**WHAT THE TASK ASKS**
Look through the entries below. Report each line that has the word "tree" in it.

**RECORDS SUPPLIED**
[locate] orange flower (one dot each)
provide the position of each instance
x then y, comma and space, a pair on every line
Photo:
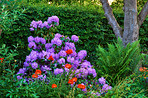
142, 69
54, 85
68, 66
1, 59
51, 58
70, 81
38, 72
81, 86
74, 79
34, 76
69, 51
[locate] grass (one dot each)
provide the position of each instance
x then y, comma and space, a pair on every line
133, 85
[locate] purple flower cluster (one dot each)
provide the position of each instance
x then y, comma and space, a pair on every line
53, 56
47, 24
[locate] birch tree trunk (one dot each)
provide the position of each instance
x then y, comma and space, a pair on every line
131, 29
132, 21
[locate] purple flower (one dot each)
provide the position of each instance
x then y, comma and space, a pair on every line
33, 55
19, 77
34, 65
22, 70
26, 64
58, 35
48, 45
82, 54
41, 77
106, 87
33, 24
74, 54
94, 75
53, 19
40, 55
74, 38
49, 20
40, 24
30, 39
28, 58
32, 45
45, 24
58, 71
59, 42
56, 41
43, 41
62, 53
101, 80
51, 50
84, 90
70, 60
78, 75
31, 29
37, 39
61, 61
85, 64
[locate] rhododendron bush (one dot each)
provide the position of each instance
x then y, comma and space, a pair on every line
57, 56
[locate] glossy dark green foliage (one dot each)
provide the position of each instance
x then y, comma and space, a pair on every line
90, 25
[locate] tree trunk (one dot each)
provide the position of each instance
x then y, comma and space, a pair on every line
131, 28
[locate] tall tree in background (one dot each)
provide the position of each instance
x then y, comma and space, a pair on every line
132, 21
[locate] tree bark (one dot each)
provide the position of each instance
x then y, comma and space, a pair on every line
131, 29
143, 14
110, 17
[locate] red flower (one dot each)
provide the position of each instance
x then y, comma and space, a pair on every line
51, 58
54, 85
69, 51
74, 79
142, 69
34, 76
68, 66
81, 86
70, 81
1, 59
38, 72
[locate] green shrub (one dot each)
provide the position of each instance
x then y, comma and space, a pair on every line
88, 23
118, 62
131, 87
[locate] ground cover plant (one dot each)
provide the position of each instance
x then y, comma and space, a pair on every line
51, 81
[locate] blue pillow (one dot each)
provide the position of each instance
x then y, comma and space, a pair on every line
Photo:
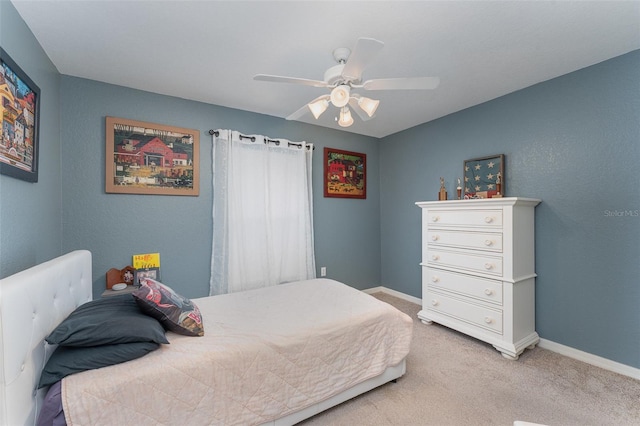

**TASK ANSWER**
[locate] birch tree trunk (one dot each)
[locate] tree trunk (one dot each)
[locate] tall tree in background (one dot each)
[locate] tree bark (one dot each)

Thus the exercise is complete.